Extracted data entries
──────────
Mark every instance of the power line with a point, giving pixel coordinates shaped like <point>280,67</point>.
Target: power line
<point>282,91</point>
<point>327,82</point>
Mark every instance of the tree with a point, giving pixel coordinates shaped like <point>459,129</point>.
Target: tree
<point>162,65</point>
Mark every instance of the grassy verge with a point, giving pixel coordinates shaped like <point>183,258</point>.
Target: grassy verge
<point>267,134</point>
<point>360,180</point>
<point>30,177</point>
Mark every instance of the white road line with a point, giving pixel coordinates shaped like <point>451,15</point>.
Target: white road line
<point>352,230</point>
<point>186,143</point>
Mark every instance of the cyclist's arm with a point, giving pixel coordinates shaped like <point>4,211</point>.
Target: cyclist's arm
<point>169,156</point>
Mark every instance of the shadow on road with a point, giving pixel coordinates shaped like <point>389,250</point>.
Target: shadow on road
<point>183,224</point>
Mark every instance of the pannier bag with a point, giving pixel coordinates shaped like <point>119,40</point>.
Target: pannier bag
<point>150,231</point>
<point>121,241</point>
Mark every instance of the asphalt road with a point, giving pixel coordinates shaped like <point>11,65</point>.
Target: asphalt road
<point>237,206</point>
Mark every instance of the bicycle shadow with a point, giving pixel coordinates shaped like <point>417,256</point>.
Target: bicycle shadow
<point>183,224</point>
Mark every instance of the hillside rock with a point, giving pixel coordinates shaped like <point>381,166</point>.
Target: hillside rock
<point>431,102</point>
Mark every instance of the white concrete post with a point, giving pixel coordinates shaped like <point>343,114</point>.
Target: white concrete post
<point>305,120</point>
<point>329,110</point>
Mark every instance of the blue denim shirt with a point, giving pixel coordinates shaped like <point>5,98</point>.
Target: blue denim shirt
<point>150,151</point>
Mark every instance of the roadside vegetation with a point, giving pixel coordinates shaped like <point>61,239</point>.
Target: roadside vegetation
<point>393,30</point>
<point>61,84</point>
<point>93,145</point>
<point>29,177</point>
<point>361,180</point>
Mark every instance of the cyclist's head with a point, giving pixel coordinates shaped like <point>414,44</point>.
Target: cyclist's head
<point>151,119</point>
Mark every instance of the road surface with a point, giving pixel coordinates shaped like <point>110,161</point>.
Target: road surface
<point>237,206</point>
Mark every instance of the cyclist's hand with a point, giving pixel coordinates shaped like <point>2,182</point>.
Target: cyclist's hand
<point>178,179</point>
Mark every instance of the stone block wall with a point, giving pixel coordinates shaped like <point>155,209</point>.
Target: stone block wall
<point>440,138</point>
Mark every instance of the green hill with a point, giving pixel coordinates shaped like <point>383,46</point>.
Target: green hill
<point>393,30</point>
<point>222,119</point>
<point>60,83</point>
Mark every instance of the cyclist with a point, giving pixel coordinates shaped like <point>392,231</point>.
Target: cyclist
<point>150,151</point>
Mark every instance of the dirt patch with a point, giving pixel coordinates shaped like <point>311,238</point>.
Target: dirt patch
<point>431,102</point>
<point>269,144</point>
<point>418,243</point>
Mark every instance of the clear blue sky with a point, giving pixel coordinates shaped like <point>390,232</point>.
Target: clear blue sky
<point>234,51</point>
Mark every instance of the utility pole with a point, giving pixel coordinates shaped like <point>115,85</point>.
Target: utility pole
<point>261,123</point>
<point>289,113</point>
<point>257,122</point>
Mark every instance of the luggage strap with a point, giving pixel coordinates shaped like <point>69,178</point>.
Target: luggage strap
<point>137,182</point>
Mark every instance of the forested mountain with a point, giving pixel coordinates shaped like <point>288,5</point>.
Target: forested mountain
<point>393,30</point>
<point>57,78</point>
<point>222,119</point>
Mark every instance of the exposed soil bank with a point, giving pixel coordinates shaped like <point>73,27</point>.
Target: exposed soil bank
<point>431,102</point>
──────────
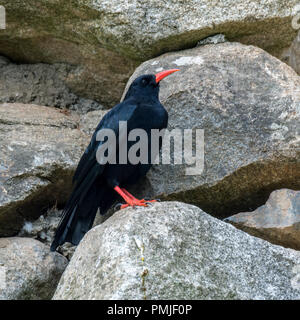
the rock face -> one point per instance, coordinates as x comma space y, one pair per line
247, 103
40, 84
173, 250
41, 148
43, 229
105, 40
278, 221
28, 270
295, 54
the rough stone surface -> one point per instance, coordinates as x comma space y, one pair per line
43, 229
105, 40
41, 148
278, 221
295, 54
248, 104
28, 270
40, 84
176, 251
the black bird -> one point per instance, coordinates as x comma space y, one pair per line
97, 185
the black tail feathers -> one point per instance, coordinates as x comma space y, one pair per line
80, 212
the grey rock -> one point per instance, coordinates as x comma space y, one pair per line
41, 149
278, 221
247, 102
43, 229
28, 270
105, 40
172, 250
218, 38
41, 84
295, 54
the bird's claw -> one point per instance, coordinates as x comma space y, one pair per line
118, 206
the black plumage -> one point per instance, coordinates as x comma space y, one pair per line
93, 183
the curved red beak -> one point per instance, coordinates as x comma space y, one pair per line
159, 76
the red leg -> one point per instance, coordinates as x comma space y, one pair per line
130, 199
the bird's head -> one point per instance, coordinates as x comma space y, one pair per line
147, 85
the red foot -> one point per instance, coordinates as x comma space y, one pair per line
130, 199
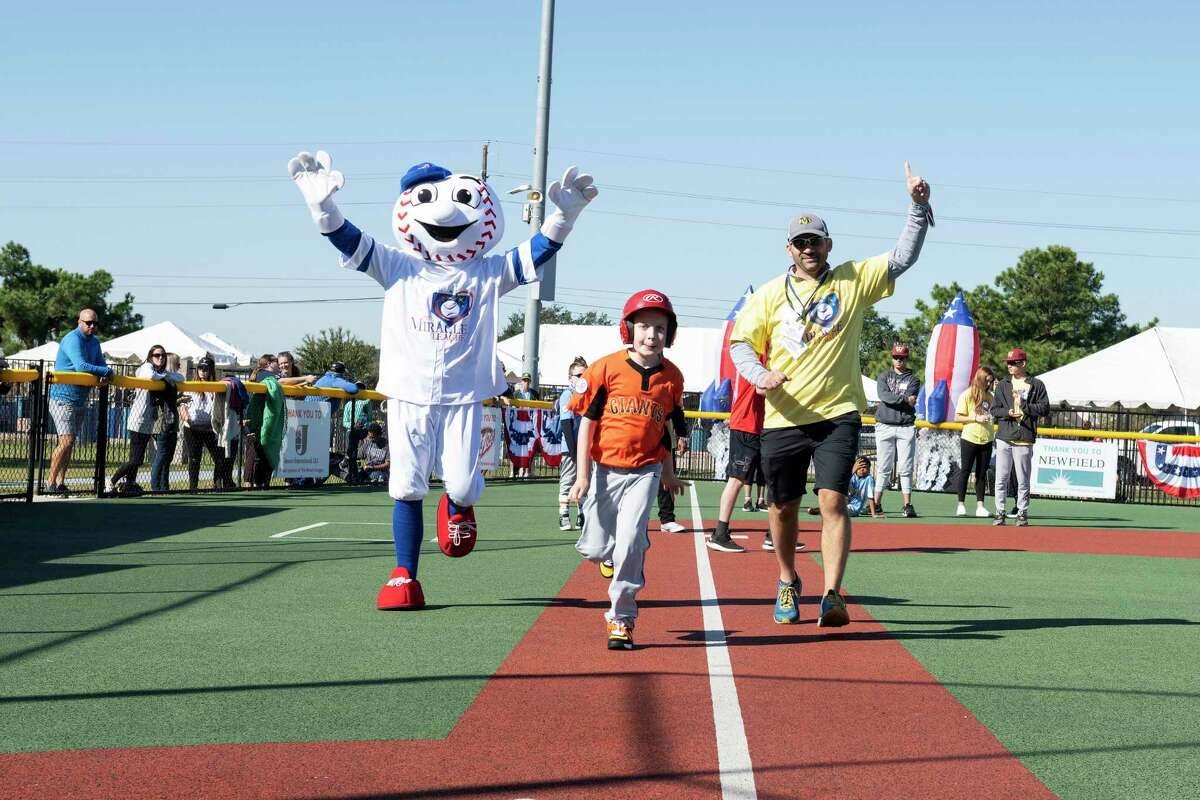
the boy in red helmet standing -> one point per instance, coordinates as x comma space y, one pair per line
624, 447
──────────
* Written instruction: Copy out, unchanged, the lines starting with the one that contains "Mark every instance of the blue" and going on through the one that contains "<point>234,51</point>".

* Task response:
Mark every instance of the blue denim shirt with a point, giving pixel coordinates shaped like <point>5,98</point>.
Target: blue denim shirt
<point>150,151</point>
Mark every instance of the roadside vegetation with a point, giving pixel coordinates shaped like <point>61,239</point>.
Target: roadside vegetation
<point>393,30</point>
<point>61,84</point>
<point>93,145</point>
<point>29,177</point>
<point>361,180</point>
Mark every instance of the cyclist's head with a point, giving pixel coordinates shaped like <point>414,44</point>.
Target: cyclist's head
<point>151,119</point>
Mark every instance of the road surface with a point, giving pixel coordinates shaped like <point>110,161</point>.
Target: road surface
<point>237,206</point>
Mark every instance of the cyclist's hand with a point, giving pixel coordinates shaped like <point>2,182</point>.
Target: cyclist's hand
<point>178,179</point>
Mark every instance of the stone block wall with a point, giving pixel coordinates shaped like <point>155,209</point>.
Target: stone block wall
<point>440,138</point>
Mark every instance of the green hill with a point, giving pixel coordinates shaped like <point>383,46</point>.
Target: green hill
<point>393,30</point>
<point>222,119</point>
<point>60,83</point>
Mark every instance of the cyclist with a point, giving pixel coordinates shaped like <point>392,231</point>.
Target: cyclist
<point>150,151</point>
Mark every instance of the dirt patch with a point, giving pixel coordinates shaped like <point>311,238</point>.
Target: dirt patch
<point>431,102</point>
<point>269,144</point>
<point>418,243</point>
Mark every instance of the clear blue sky with a point, giving pixel coordinates shaped like <point>390,232</point>.
Target: clear blue sky
<point>234,51</point>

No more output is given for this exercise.